• To-do list:
A – According to the connector assembly description, what controlled impedance is the preferred embodiment intended to provide?
B – Extend the connector assembly description past its final sentence.

-- start Page text --

A separate connector 400 can be employed to interconnect signal
circuit conductors to the motherboard 2 and to the backplane signal
connector used on the motherboard. The preferred embodiment of this
invention employs a coaxial motherboard signal connector 400. It
should be understood, however, that more conventional means of
interconnecting signal conductors to the motherboard 2 can also be
employed, for example individual signal wires can be soldered or
wire-wrapped directly to the pins employed in this assembly.
Separate power connectors, one a part of the motherboard backplane
connector 100 and the other 300 attached to the daughterboard, are
employed.
Not only will the connector assembly comprising the preferred
embodiment of this invention depicted herein deliver both power and
signals to a backplane assembly consisting of a motherboard 2 and
one or more daughterboards 10, but this connector assembly can also
be employed in a manner such that the impedance of the signals
transmitted through the connector assembly will match the impedance
of the component with which the back plane assembly is used. For
example, the preferred embodiment of this invention is intended for
use in a backplane connector assembly in which a controlled
impedance of 75 ohms is required.
The individual components of this connector assembly will now be
described individually in more detail.
Coaxial Motherboard Signal Input Connector (See FIGS. 1, and
4A-4C)
The coaxial connector 400 employed to interconnect the signal
conductors 410 to the motherboard 2 consists of a housing 402
formed of a material such as Ryton. The housing 402 has a plurality
of apertures 404. Each aperture 404 receives either a signal
receptacle contact 406 or braid contact ground pins contacts 408.
The signal receptacle 406 can be interconnected to the center
conductor 412 of a conventional coaxial cable 410 by crimping, and
the ground pins 408 can be crimped to the outer braid 414
surrounding the center signal conductor 412. The signal contacts
406 and ground contacts 408 attached to one coaxial cable are at
least partially embedded within an insulative sleeve 434. The
coaxial connector also has a ground plane 420 formed of a
conductive material. This ground plane 420 has a plurality of
resilient contact apertures 424. These contact apertures 424 are
formed by orthogonal slits 426 cut into the conductive plate 420.

-- end Page text --
-- start Data records --

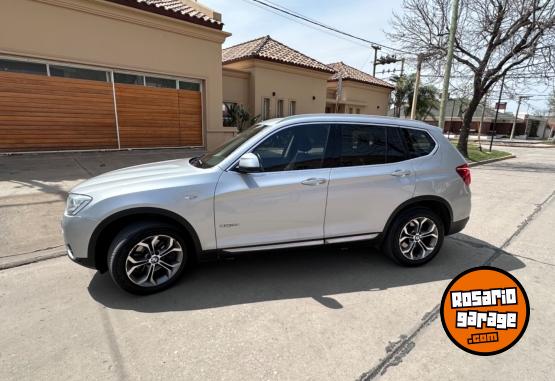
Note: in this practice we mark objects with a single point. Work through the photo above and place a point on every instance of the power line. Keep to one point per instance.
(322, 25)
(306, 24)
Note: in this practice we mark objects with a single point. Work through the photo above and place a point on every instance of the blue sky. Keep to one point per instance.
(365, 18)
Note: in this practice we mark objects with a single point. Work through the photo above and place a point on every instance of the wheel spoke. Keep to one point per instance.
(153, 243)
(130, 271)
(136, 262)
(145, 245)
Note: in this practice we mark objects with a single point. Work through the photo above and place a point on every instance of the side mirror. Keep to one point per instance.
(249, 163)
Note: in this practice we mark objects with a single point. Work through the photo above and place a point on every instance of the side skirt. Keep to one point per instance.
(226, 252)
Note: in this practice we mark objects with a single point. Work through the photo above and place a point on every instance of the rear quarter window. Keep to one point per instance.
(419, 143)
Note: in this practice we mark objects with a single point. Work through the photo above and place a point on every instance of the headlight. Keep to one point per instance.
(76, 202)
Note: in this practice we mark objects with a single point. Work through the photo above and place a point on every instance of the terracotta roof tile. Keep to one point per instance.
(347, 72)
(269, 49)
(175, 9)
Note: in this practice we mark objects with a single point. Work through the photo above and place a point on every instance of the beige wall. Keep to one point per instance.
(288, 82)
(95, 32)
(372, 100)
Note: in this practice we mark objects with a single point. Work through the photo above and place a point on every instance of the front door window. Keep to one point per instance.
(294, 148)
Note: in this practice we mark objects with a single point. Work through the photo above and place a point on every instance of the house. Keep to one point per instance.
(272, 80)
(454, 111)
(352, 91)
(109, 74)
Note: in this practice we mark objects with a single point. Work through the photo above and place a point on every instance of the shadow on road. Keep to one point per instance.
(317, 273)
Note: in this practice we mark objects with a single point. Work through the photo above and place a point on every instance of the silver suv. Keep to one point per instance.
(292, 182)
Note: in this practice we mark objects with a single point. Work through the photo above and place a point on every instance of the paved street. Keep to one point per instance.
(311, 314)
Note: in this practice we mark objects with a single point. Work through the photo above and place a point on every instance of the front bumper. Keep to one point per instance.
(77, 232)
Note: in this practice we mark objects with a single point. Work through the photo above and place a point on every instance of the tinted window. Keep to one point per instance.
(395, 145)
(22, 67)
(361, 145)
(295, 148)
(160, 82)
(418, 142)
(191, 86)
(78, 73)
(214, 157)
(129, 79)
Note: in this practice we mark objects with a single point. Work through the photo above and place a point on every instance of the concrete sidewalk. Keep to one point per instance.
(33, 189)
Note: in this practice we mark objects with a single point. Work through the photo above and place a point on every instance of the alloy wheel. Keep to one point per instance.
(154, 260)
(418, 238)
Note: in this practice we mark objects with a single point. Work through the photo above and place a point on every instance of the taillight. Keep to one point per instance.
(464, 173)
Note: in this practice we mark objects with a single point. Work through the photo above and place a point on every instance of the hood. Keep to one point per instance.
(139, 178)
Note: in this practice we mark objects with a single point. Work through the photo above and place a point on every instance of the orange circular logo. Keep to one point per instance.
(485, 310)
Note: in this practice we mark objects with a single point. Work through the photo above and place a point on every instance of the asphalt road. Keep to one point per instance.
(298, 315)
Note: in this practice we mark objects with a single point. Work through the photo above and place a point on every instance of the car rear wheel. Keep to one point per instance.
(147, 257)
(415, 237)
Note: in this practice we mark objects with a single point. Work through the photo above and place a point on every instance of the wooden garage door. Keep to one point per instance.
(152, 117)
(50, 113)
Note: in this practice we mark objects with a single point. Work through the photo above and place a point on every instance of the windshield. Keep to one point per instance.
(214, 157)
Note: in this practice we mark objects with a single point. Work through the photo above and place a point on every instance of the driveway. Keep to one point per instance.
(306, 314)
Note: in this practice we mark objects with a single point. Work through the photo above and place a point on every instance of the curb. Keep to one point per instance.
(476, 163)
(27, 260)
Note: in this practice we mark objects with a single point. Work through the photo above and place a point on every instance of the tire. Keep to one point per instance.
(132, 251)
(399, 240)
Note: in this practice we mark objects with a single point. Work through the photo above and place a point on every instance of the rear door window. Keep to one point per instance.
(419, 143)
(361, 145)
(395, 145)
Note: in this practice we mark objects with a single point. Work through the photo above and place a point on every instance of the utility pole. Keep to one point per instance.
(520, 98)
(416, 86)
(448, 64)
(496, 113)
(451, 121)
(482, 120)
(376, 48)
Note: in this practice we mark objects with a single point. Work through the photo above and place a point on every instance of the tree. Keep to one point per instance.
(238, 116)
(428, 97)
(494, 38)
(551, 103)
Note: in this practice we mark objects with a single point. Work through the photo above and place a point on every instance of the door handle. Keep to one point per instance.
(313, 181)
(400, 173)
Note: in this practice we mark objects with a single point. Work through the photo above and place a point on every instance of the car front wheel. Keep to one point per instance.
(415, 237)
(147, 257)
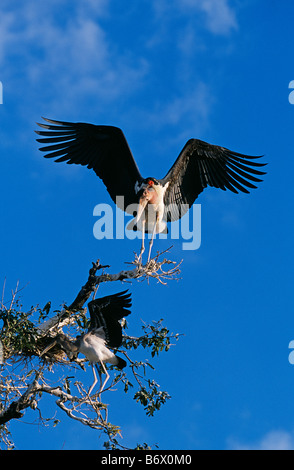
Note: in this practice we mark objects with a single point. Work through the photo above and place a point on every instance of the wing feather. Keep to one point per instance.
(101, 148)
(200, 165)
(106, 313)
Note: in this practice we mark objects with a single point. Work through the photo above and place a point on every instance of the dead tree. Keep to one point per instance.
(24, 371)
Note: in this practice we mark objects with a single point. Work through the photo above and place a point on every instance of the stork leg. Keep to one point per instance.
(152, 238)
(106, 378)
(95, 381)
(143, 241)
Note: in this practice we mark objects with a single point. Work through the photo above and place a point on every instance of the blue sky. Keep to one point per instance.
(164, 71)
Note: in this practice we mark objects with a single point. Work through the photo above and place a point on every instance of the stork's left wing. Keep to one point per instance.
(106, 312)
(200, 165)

-- end Data records --

• Results:
A – 75 ohms.

B –
Since the ground pins 408 attached to the coaxial conductor braids
414 extend upwardly beyond the signal receptacle contacts 406, the
ground pins 418 can be inserted into these contact apertures 424 to
engage the aperture tabs or flaps 428 formed by the orthogonal
slits 426. Similar apertures 425 are positioned to contact ground
pins 124. The contact apertures 424 and 425 are formed so that
aperture tabs or flaps 428 at apertures 424 extend upwardly and
similar tabs or flaps extend downwardly at apertures 425. The
apertures are formed by first slitting the ground plate 420. These
slits will cross at each aperture. In the preferred embodiment,
Cruciform slits are defined to form four separate tabs or flaps 428
which then act as four independent springs. The tabs or flaps are
formed in the following manner. The slits are first defined by
either forming score lines extending partially through ground plate
420 or shear lines extending completely through the ground plate. A
punch is then used to deflect the tabs or flaps. As the tabs or
flaps are deflected by the punch, the slits can propagate outwardly
to make room for the punch. More spring force can be provided by
using a circular punch to form a radiused, curved or arcuate
contour or surface on each separate tab or flap. When a pin 124 is
inserted through the corresponding aperture, the side of the
respective flap will engage the side of the pin. (See FIGS.
10A-10C.) The ground plane 420 also has a plurality of circular
holes 422 which are in alignment with the receptacle contacts 406.
The receptacle contacts 406 do not, however, extend through the
circular openings 422 formed in the ground plane 420.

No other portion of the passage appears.